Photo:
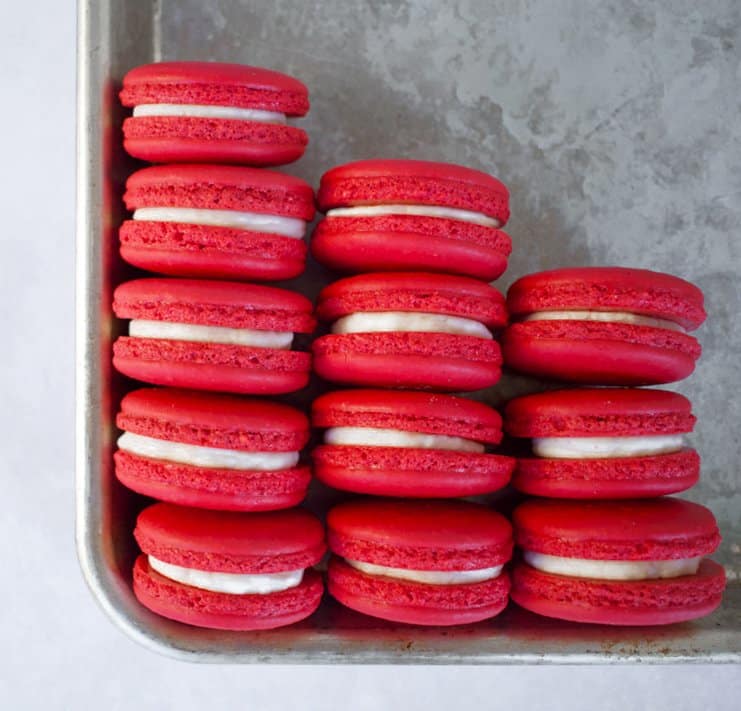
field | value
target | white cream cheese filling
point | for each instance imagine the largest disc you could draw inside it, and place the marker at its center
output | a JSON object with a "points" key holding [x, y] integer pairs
{"points": [[380, 437], [395, 321], [209, 111], [612, 569], [451, 213], [604, 317], [141, 328], [252, 221], [605, 447], [209, 457], [231, 583], [431, 577]]}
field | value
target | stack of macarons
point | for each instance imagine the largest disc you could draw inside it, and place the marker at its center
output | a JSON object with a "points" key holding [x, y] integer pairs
{"points": [[411, 322], [415, 318], [605, 544], [225, 547]]}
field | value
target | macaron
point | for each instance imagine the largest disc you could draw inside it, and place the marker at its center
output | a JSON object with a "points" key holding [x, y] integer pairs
{"points": [[217, 222], [604, 443], [209, 112], [389, 215], [410, 330], [617, 562], [419, 562], [402, 443], [210, 335], [212, 451], [603, 325], [228, 570]]}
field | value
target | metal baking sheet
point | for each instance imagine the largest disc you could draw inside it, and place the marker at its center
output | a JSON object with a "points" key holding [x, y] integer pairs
{"points": [[600, 124]]}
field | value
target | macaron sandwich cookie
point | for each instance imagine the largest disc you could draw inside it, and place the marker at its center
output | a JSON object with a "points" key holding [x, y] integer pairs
{"points": [[603, 325], [617, 562], [410, 330], [214, 113], [387, 215], [419, 562], [402, 443], [217, 222], [604, 443], [211, 335], [211, 450], [227, 570]]}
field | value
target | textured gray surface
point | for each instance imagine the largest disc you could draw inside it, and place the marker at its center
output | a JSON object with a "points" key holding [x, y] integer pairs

══════════════════════════════

Exercise =>
Print the records above exactly as they stand, but leave out the pictures.

Solution to this problem =>
Photo:
field | value
target | white cream cheese filling
point | for each instance imagine the largest disc you could draw inside it, and place the marker at its center
output | a JSON object with a "points" key holding [x, y] integer pairs
{"points": [[380, 437], [395, 321], [209, 111], [612, 569], [451, 213], [604, 317], [141, 328], [252, 221], [605, 447], [209, 457], [231, 583], [431, 577]]}
field | value
target | stack of macarons
point | for each instance imagine the largest disc you could draw inside it, and place the marker at its center
output | a JSON object with a "points" key holding [x, y] integer pairs
{"points": [[411, 322], [415, 318], [605, 544], [225, 547]]}
field | value
target | macaron
point | for each instance imagine the largest disc you could draw inside it, and place the marker at its center
output | a JSON object with a "points" key holding [x, y] integer pairs
{"points": [[217, 222], [604, 443], [209, 112], [389, 215], [410, 330], [617, 562], [419, 562], [402, 443], [210, 335], [212, 451], [603, 325], [228, 570]]}
field | value
target | metal baking sheet
point | for each instance imagine the largest disc you could draw inside it, and place the marker at its center
output | a JSON object with a "points" key holding [x, y] integer pairs
{"points": [[600, 124]]}
field | value
target | macaron sandwich cookie
point | for each instance imagine the largest disc you could draw inside it, and place the marker at its center
output | a JSON object with a "points" key holding [x, y] integer pairs
{"points": [[603, 325], [617, 562], [410, 330], [214, 113], [387, 215], [419, 562], [402, 443], [217, 222], [604, 443], [211, 335], [211, 450], [227, 570]]}
field | value
target | textured gray surface
point | for each instance imagine the largest disc you could draw inside it, and place the marker at its center
output | a JSON object with a "points" key holding [x, y] integer pairs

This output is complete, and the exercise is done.